◆ **EXERCISE GOAL**
Give the part of the records that opens with the line containing "Target: sky" and closes with the line containing "572], [373, 638]]" as a Markdown table with the columns Row and Content, one numbered row per line. Skip blank lines and leave the pictures out.

◆ **RECORDS SUPPLIED**
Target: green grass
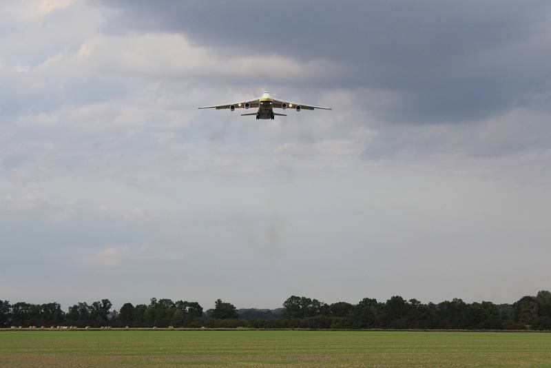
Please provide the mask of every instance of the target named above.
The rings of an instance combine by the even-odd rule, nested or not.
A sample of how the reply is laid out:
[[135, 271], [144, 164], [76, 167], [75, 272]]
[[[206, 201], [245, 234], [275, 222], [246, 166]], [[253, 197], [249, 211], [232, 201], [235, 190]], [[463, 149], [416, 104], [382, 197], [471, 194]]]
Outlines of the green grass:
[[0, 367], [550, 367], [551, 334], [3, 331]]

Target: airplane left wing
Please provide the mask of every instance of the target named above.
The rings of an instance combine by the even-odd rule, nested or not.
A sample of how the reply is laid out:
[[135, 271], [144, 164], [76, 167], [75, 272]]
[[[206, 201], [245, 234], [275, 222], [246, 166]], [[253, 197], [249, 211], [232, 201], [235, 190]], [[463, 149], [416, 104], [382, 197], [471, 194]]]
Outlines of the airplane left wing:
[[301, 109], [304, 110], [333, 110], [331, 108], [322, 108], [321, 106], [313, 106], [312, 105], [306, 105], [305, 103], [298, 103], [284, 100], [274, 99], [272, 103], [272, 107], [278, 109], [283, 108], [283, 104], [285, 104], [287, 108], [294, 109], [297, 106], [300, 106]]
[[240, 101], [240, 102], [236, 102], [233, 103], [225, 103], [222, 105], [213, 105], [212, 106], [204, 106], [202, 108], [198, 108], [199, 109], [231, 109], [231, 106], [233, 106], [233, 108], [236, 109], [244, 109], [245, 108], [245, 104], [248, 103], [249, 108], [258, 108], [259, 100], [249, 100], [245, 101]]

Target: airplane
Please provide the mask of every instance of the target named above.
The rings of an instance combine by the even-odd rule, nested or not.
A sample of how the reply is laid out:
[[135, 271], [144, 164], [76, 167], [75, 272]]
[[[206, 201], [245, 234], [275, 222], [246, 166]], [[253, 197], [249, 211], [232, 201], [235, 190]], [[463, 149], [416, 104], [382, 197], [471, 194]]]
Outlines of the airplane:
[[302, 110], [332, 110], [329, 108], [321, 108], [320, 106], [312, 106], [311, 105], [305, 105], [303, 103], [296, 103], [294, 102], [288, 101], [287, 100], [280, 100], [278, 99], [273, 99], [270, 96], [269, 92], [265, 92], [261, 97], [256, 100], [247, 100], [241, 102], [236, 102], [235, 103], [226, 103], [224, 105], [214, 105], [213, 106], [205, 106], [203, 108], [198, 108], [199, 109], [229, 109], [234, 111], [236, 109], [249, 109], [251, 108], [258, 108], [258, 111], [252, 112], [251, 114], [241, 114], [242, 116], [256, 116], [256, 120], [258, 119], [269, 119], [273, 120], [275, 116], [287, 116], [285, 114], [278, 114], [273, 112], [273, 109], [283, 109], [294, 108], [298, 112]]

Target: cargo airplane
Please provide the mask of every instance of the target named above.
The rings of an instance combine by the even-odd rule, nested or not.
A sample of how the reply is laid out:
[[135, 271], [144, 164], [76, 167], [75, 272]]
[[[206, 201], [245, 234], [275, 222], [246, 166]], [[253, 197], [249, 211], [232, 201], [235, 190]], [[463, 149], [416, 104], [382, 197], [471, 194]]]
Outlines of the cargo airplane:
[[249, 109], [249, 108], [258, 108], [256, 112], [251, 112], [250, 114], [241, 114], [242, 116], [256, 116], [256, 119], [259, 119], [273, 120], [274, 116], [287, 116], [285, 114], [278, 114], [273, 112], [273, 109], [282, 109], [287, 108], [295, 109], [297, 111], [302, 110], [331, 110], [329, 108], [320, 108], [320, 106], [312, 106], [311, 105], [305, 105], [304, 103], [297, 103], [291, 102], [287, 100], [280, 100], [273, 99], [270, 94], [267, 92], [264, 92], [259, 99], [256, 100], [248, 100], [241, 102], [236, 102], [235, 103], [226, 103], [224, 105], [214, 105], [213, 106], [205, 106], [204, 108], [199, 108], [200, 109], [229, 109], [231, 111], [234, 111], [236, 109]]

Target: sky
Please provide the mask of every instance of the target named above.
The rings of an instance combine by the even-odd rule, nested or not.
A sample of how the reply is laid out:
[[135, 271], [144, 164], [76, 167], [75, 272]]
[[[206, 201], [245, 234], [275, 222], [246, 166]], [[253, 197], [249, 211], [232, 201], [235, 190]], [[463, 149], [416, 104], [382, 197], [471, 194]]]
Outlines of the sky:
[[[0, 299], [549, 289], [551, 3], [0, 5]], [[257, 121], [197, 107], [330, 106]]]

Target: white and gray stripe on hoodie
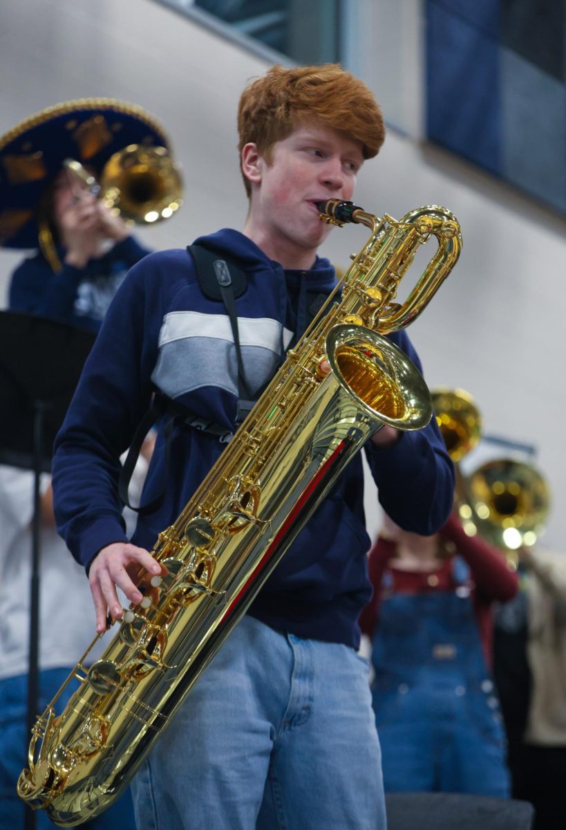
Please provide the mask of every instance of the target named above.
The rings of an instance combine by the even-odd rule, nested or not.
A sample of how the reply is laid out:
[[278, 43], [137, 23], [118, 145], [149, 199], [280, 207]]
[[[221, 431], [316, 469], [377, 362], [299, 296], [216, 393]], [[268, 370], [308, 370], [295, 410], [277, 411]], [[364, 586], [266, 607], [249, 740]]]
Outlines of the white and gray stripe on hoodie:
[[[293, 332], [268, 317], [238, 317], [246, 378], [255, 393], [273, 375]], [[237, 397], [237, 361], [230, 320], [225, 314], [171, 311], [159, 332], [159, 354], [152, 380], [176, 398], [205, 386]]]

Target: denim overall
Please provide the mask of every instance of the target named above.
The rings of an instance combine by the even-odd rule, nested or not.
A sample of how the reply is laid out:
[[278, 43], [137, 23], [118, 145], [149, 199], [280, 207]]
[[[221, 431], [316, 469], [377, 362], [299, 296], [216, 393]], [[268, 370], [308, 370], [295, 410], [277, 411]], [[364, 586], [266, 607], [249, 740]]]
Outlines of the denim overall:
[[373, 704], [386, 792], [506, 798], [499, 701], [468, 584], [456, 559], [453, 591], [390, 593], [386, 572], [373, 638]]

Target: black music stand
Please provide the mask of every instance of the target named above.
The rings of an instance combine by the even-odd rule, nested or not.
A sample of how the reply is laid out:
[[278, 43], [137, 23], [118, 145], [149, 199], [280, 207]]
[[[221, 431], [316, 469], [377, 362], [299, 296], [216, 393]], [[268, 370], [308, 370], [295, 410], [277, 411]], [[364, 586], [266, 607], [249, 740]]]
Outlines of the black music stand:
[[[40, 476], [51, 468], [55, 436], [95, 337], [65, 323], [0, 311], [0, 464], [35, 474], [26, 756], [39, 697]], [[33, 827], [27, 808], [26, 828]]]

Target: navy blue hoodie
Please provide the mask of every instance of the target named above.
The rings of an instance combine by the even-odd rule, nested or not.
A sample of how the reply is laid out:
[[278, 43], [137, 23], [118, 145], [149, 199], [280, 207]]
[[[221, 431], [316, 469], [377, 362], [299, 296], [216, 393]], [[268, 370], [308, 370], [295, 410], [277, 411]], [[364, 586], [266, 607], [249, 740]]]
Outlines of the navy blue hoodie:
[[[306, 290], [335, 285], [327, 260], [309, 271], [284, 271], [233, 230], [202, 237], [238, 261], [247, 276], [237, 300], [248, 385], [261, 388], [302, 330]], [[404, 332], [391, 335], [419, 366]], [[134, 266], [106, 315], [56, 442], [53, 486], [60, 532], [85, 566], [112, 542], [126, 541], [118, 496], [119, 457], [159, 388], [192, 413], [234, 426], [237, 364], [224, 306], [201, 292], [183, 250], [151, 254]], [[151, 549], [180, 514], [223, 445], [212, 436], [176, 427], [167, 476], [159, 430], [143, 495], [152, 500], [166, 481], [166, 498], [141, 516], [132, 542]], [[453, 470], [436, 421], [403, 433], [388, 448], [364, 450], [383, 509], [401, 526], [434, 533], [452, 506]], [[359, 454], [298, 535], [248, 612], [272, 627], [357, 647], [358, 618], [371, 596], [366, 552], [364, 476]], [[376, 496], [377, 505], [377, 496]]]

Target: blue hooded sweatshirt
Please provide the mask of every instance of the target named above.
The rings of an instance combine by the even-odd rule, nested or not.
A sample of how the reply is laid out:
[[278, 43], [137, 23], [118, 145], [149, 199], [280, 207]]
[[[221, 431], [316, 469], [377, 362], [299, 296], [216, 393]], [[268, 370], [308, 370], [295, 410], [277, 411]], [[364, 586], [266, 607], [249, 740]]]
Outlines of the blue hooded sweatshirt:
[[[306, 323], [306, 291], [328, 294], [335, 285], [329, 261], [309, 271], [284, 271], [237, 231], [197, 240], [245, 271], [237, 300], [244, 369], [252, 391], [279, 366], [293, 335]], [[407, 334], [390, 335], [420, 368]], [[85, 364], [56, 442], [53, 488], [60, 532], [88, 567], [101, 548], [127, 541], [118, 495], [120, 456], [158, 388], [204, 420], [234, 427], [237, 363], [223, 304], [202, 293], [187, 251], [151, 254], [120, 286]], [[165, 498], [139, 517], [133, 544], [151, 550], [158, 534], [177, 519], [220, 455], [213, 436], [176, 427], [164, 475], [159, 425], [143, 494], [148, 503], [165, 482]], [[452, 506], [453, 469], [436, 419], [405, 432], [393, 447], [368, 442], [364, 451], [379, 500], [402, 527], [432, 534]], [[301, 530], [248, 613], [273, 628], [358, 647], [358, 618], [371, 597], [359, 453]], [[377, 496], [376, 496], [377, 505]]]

◆ **FULL ANSWER**
| Row | Content |
|---|---|
| 1 | Target: sky |
| 2 | Please provide the mask of every instance of the target named above. |
| 3 | The rings of an instance combine by the even-odd rule, nested or not. |
| 4 | A sample of how the reply is laid out: |
| 5 | [[135, 271], [144, 164], [76, 167], [75, 272]] |
| 6 | [[[206, 201], [245, 234], [275, 222], [246, 166]], [[253, 197], [249, 211], [232, 201], [235, 190]], [[463, 149], [416, 104], [382, 197], [471, 194]]] |
| 7 | Outlines of the sky: |
| 8 | [[[0, 299], [549, 289], [551, 3], [0, 5]], [[257, 121], [197, 107], [330, 106]]] |
| 9 | Target: white and gray stripe on hoodie |
| 10 | Please provide the mask of every instance of the target named above. |
| 11 | The rings of an instance combine by the even-odd rule, nested or not. |
| 12 | A sample of how the reply is laid out: |
| 13 | [[278, 43], [137, 23], [118, 145], [149, 199], [280, 207]] |
| 14 | [[[221, 431], [316, 469], [377, 362], [299, 296], [216, 393]], [[268, 370], [308, 370], [295, 410], [277, 411]], [[364, 586], [266, 607], [249, 740]]] |
| 15 | Outlines of the white and gray stripe on hoodie: |
| 16 | [[[293, 332], [268, 317], [238, 317], [246, 378], [255, 393], [273, 375]], [[237, 397], [237, 361], [230, 320], [225, 314], [171, 311], [159, 332], [159, 354], [152, 380], [176, 398], [205, 386]]] |
| 17 | Target: denim overall |
| 18 | Please provide the mask of every instance of the target named above. |
| 19 | The rings of an instance combine by the even-odd rule, nested or not. |
| 20 | A sample of how the reply is laid out: |
| 21 | [[278, 43], [137, 23], [118, 145], [149, 199], [280, 207]] |
| 22 | [[[221, 431], [316, 469], [377, 362], [299, 296], [216, 393]], [[268, 370], [308, 370], [295, 410], [277, 411]], [[364, 586], [266, 607], [249, 740]]] |
| 23 | Outlines of the denim overall: |
| 24 | [[373, 704], [386, 792], [506, 798], [499, 701], [468, 584], [456, 559], [453, 591], [390, 593], [386, 572], [373, 638]] |